→ Task to carry out
Print verbatim the lines of the entries from the one containing "Find every instance of the turquoise" to the last, inclusive, and no others.
# start of Provided information
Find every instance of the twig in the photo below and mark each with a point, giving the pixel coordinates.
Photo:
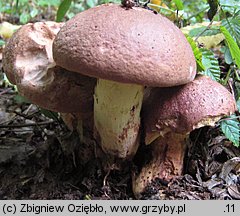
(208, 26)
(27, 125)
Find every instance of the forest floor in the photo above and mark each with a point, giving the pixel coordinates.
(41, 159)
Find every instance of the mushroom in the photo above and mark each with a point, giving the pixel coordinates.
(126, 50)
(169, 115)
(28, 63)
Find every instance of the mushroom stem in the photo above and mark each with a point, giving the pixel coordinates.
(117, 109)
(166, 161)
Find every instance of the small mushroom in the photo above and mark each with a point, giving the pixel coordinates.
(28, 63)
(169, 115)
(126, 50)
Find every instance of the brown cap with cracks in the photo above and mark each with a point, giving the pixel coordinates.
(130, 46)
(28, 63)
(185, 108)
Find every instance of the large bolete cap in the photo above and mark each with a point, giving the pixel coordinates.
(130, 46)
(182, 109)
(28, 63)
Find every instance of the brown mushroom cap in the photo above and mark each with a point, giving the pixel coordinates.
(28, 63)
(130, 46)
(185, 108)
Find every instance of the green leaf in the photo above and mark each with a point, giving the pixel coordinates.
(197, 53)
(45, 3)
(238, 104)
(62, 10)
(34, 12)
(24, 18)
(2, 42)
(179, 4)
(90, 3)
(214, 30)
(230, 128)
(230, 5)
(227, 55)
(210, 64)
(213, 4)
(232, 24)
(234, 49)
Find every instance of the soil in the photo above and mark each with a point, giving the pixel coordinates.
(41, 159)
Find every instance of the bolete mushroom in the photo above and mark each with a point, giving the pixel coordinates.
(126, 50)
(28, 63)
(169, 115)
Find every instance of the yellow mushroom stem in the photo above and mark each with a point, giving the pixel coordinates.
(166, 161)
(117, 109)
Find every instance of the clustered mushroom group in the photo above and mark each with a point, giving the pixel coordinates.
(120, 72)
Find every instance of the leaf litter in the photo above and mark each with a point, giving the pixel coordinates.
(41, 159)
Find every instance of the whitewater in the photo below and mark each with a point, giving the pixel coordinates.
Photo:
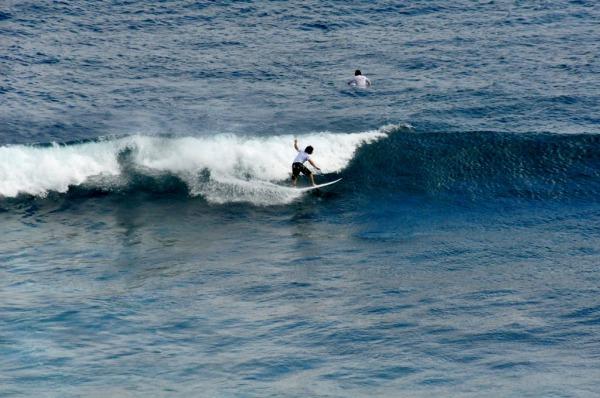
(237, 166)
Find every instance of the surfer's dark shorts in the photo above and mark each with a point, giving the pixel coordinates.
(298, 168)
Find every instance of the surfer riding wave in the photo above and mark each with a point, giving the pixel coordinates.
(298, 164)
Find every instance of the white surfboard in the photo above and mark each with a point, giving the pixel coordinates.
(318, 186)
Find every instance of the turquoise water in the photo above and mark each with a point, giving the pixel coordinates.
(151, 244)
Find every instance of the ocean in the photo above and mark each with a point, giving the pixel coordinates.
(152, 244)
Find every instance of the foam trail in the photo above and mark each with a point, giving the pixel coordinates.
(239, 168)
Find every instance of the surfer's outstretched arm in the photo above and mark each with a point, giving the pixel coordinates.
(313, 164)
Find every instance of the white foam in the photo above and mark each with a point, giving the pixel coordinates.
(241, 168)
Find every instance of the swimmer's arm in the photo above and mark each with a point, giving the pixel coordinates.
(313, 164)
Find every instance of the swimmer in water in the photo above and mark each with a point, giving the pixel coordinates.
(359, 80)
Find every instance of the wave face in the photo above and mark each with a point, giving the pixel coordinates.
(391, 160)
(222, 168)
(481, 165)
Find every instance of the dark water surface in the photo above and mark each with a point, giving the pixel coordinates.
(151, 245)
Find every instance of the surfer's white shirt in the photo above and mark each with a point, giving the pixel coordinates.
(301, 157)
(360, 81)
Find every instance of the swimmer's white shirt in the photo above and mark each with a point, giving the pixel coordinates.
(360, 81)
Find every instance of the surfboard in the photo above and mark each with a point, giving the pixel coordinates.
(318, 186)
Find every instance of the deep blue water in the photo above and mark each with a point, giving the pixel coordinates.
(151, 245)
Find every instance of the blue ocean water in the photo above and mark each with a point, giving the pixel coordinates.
# end of Provided information
→ Expected output
Find every instance of the turquoise water in the photo above and mark each with a point, giving the pixel coordinates.
(151, 244)
Find every instance of the ocean in the photo above and mark each with a point, giving the pixel coordinates.
(152, 244)
Find every instance of the foam trail in the photo above and mark each with a point, giving the pixel coordinates.
(239, 168)
Find every instance of the surfer's outstretched arm in the photo above and mark each with a point, giving the pixel coordinates.
(313, 164)
Find every instance of the white foam in the photo above and mark each with a point, giving the pixel coordinates.
(241, 168)
Find every instance of the swimmer's arm in the photo above and mark each with a point, giving the pixel coordinates.
(313, 164)
Find every instance of the swimmer in water in the photo above and mark each with a point, giving the pixel coordinates.
(359, 80)
Find every instance of the wave face in the photo above and mark each with a point, giving the pixel coordinates.
(391, 160)
(222, 168)
(481, 165)
Find every instance of the dark water surface in the photo above and mark each with a point, giving the pixel coordinates.
(151, 245)
Find every instance of the surfer's white shirt in the photo above and mark each with a point, giving the pixel coordinates.
(301, 157)
(360, 81)
Find every instance of the swimmer's white shirt in the photo above and mark each with a point, giving the pixel coordinates.
(360, 81)
Find every instance of the surfboard in the photo above and mark each with a point, giving the pixel coordinates.
(318, 186)
Find every instance of the deep blue water in the photo above and mark each with a point, giving the pixel coordinates.
(151, 245)
Find every instance of the blue ocean water in the photo above and mark each with a point, giving the pixel coordinates.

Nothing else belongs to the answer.